▶ **TASK GOAL**
Your reply should contain only the line with "Target: bird's eye" and the lines after it through the end of the data, each written out exactly.

▶ **Segmentation mask data**
-------------------------

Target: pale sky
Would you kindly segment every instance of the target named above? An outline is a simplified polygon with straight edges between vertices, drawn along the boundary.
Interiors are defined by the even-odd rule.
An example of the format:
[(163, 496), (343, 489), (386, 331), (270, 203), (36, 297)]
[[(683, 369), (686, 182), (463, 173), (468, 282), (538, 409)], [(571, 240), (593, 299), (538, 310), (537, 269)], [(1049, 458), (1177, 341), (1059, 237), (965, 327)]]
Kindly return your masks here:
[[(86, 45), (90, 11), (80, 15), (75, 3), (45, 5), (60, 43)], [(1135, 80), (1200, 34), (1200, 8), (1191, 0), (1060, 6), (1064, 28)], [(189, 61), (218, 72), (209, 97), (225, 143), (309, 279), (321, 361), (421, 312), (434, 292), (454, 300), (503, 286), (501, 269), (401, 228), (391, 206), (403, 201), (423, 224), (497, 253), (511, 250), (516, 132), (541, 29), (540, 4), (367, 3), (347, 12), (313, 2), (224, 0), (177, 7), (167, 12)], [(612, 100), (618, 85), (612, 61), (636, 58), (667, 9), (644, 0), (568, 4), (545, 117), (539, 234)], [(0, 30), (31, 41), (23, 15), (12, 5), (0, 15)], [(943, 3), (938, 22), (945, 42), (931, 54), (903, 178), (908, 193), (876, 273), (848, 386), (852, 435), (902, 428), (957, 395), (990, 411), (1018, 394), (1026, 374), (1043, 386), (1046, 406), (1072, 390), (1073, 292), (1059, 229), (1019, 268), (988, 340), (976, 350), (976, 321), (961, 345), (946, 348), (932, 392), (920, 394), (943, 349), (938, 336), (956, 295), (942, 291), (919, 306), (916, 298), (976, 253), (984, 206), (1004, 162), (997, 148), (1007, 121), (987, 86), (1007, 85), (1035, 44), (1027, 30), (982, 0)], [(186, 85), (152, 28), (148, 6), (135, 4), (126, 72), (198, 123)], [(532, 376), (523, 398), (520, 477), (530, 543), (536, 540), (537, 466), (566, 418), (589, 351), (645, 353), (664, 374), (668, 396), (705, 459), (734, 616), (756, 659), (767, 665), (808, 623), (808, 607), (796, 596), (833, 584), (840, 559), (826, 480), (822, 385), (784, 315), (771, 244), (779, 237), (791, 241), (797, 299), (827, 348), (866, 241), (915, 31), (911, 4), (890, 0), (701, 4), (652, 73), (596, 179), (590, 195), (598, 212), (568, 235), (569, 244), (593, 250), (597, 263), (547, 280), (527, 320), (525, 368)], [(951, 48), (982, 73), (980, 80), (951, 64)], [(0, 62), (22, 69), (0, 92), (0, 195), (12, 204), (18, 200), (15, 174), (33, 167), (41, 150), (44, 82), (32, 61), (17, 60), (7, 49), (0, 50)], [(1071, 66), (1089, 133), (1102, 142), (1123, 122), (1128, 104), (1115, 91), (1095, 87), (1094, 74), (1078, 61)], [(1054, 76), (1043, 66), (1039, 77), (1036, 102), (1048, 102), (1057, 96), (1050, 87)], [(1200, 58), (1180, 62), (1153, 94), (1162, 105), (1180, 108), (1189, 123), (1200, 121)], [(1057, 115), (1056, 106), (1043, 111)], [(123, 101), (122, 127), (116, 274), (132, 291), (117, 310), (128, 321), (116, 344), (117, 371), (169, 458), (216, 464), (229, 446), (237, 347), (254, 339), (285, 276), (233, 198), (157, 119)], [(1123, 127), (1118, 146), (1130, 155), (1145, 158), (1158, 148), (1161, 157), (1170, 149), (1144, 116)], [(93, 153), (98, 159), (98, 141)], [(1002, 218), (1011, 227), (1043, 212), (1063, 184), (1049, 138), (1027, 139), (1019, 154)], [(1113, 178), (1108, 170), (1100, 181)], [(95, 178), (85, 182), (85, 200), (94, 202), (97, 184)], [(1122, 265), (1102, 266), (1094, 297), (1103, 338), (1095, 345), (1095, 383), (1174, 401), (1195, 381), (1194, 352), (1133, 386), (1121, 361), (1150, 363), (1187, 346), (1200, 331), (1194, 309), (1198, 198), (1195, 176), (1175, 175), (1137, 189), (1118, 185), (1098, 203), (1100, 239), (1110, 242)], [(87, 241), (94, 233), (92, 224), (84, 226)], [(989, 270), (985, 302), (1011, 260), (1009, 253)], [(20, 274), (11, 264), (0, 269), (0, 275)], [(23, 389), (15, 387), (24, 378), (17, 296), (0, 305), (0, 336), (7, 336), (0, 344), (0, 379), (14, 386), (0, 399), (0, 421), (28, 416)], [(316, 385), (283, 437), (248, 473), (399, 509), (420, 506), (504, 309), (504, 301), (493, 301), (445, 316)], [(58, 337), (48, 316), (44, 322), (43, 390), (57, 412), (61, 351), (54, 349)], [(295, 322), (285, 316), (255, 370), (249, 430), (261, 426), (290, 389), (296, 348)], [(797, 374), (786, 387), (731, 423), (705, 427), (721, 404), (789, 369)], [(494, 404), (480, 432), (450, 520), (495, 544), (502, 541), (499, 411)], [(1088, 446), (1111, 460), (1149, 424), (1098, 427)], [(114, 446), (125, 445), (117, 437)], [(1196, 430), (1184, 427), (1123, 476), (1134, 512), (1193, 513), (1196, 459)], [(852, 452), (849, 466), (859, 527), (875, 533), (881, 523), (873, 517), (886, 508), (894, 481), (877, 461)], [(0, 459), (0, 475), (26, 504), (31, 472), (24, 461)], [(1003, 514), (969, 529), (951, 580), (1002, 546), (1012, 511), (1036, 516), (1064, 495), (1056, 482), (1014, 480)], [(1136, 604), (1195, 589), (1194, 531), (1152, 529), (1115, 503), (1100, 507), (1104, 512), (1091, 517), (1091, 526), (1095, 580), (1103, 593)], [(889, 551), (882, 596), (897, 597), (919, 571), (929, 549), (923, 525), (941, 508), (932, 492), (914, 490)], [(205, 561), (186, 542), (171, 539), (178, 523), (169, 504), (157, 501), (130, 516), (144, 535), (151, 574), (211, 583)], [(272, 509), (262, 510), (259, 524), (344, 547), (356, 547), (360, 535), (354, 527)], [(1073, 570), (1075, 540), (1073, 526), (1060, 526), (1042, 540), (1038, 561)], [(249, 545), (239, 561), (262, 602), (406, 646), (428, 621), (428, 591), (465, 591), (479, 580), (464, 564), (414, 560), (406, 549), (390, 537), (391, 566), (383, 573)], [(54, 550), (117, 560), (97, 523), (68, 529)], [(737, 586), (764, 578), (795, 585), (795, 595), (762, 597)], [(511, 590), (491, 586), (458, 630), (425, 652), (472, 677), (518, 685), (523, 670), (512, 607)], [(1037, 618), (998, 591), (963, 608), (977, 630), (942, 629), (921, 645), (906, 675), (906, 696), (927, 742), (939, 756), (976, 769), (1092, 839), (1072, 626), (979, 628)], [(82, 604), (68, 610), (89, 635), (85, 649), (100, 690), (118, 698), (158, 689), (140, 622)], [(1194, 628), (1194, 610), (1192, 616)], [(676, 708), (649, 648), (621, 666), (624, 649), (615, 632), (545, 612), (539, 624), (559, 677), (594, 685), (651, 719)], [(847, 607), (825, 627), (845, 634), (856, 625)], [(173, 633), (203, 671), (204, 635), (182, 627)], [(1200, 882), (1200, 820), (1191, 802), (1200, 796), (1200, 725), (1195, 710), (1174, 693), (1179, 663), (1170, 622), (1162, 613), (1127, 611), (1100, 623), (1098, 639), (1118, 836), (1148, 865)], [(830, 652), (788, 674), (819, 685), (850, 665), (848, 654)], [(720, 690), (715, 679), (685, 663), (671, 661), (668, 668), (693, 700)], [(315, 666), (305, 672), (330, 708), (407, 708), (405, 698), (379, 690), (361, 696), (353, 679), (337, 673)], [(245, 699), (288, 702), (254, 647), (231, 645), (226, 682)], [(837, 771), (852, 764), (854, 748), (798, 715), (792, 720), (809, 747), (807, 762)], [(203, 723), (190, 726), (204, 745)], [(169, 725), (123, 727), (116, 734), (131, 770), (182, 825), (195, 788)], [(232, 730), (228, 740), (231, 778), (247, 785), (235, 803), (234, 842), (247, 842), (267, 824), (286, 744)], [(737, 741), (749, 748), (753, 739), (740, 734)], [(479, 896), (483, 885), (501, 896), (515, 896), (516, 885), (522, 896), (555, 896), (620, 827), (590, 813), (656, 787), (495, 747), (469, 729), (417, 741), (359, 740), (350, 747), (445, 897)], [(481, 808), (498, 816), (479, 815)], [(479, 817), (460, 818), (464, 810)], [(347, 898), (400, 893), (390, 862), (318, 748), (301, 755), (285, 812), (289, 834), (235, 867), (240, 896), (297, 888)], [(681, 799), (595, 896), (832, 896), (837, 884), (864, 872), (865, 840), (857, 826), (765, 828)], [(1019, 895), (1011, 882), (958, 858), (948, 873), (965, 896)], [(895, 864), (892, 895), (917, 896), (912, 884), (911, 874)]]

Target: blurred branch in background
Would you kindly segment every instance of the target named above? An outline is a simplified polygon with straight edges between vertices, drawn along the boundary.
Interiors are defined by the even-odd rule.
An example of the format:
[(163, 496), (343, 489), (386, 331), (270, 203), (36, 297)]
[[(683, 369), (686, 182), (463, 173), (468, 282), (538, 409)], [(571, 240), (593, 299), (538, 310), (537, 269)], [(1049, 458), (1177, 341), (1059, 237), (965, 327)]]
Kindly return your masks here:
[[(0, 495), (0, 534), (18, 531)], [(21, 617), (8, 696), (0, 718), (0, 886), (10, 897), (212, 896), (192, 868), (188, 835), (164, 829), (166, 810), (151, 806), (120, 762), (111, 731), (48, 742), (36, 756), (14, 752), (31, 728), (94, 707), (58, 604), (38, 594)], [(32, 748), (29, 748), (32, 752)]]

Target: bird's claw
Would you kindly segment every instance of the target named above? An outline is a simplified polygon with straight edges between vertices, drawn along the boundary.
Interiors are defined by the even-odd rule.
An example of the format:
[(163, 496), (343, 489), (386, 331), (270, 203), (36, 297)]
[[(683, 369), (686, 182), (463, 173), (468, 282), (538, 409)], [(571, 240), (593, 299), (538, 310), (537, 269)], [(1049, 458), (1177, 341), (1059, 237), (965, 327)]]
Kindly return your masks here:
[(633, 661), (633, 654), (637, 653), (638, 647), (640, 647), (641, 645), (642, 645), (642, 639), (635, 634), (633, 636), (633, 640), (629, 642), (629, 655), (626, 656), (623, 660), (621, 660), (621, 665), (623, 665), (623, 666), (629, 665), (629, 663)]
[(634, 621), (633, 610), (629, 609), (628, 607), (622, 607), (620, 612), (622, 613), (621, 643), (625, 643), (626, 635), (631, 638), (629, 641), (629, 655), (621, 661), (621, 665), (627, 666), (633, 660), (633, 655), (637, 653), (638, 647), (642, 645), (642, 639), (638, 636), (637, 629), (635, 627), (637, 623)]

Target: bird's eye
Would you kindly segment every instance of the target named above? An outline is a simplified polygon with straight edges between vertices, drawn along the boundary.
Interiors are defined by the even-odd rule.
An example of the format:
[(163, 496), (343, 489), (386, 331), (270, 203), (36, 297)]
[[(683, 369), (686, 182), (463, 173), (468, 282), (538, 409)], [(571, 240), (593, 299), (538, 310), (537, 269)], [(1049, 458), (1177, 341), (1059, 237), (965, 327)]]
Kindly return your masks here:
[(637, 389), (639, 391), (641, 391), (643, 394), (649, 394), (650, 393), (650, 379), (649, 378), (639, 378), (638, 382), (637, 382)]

-------------------------

▶ **ANSWER TO THIS TASK**
Target: bird's eye
Would you kindly segment every instance of the target named above? An outline is a simplified polygon with straight edges between vertices, drawn along the boundary.
Interiors are defined by the even-odd rule.
An example of the format:
[(163, 496), (343, 489), (386, 331), (270, 203), (36, 297)]
[[(683, 369), (686, 182), (463, 173), (468, 282), (538, 409)], [(571, 240), (593, 299), (538, 310), (537, 269)], [(1049, 458), (1177, 341), (1059, 237), (965, 327)]]
Kindly return your masks here:
[(637, 389), (639, 391), (641, 391), (643, 394), (649, 394), (650, 393), (650, 379), (649, 378), (639, 378), (638, 382), (637, 382)]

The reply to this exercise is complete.